» **DATA LISTING**:
┌──

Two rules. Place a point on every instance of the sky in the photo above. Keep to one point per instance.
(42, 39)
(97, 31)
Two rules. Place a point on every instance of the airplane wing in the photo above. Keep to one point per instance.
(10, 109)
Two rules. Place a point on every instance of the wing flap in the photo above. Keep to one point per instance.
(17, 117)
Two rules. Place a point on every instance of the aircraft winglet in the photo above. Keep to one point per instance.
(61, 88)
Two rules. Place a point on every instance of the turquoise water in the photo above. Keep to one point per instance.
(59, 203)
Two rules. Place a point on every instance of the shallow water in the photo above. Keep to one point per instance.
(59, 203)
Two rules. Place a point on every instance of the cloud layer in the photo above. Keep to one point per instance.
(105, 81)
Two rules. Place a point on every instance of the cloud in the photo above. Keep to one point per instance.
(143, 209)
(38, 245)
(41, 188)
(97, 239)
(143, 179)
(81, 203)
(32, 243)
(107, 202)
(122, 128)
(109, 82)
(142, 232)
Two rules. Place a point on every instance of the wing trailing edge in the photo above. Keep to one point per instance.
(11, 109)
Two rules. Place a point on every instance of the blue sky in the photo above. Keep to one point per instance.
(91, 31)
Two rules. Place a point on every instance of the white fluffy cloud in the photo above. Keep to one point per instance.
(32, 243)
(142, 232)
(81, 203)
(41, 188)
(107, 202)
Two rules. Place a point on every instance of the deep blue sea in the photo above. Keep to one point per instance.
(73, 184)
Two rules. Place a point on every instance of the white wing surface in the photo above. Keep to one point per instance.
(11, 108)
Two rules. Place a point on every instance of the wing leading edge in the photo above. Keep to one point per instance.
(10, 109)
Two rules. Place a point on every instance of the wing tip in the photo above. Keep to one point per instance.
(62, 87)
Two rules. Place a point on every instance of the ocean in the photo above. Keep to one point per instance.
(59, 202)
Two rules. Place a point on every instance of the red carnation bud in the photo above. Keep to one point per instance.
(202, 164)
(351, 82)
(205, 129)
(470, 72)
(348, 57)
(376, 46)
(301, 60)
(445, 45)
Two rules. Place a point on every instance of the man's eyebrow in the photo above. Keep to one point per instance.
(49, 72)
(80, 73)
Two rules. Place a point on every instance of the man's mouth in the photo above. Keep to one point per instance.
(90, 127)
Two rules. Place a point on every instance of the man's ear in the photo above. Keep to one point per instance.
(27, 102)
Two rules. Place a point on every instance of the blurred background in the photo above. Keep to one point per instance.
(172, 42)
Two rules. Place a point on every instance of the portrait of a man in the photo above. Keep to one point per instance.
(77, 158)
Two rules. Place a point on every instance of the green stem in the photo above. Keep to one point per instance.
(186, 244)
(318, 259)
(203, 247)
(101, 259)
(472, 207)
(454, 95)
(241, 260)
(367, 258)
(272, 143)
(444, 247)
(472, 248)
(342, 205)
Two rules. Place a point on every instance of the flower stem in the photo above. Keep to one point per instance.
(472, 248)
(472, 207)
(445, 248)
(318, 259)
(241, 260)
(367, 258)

└──

» **BRIEF**: Restate the full listing word for word, leaving out nothing.

» **OUTPUT**:
Two rules. Place a point on every instance of the sky in the photo above. Keep to one point per instance.
(42, 39)
(97, 31)
Two rules. Place a point on every instance of the airplane wing in the photo above. Keep to one point per instance.
(10, 109)
Two rules. Place a point on every instance of the wing flap in the photo above. Keep to one point per instance.
(17, 117)
Two rules. Place a point on every instance of the aircraft winglet in the photo above. Keep to one point per instance.
(61, 88)
Two rules. Place a point on every instance of the turquoise water in the photo above. Keep to one point per instance.
(59, 203)
Two rules. Place a point on every instance of the shallow water in the photo above. Keep to one point per instance.
(59, 203)
Two rules. Place a point on every instance of the cloud layer in the photo above. Keep to one point per instance.
(105, 81)
Two rules. Place a point on every instance of the cloud in the photo above. Keep to one point per instance.
(143, 209)
(38, 245)
(41, 188)
(97, 239)
(143, 179)
(81, 203)
(32, 243)
(107, 202)
(122, 128)
(109, 82)
(142, 232)
Two rules. Place a point on every instance of the wing trailing edge in the photo above. Keep to one point per instance.
(11, 109)
Two rules. Place a point on every instance of the blue sky in the photo above. Keep to one point per instance.
(91, 31)
Two rules. Place a point on every instance of the white fluffy cloud in the photo above. Keep to one point per instance.
(32, 243)
(142, 232)
(81, 203)
(41, 188)
(107, 202)
Two rules. Place a point on every instance of the deep blue sea in the photo above. Keep to one point per instance.
(73, 184)
Two rules. Place a point on every instance of the white wing surface in the photo above. Keep to one point per instance.
(11, 108)
Two rules. Place a point on every instance of the wing leading edge in the photo above. Keep to one point per instance.
(10, 109)
Two rules. Place a point on every instance of the wing tip in the photo above. Keep to one point per instance.
(62, 87)
Two rules. Place a point on every instance of the ocean in the photo above. Keep to one point per instance.
(59, 202)
Two rules. Place a point on every instance of the red carnation bud in the photo above. Keep to one point per instance.
(202, 164)
(351, 82)
(205, 129)
(470, 72)
(348, 57)
(376, 46)
(301, 60)
(445, 45)
Two rules. Place a point on every instance of the man's eyebrow in the photo above. Keep to one point per instance.
(49, 72)
(80, 73)
Two rules. Place a point on every instance of the man's mouth in the photo above. Keep to one point per instance.
(90, 127)
Two rules. Place a point on every instance of the man's ear in the photo above. Keep to one point per instance.
(27, 102)
Two rules. Place a point on every instance of the blurred background in the photo above. Keep to one point per instance.
(172, 42)
Two rules. Place a point on every instance of the portrait of a man in the photo above. Keep to one point per instance.
(77, 158)
Two rules. Place a point on every instance of the green stem in the photo above. Keep to one point per instance.
(186, 244)
(318, 259)
(203, 247)
(101, 259)
(472, 207)
(454, 95)
(241, 260)
(367, 258)
(272, 143)
(444, 247)
(472, 248)
(342, 205)
Two rules. Place a point on every instance of the flower stem in the photo above. Keep to one point per instance.
(472, 248)
(472, 207)
(445, 248)
(318, 259)
(241, 260)
(367, 258)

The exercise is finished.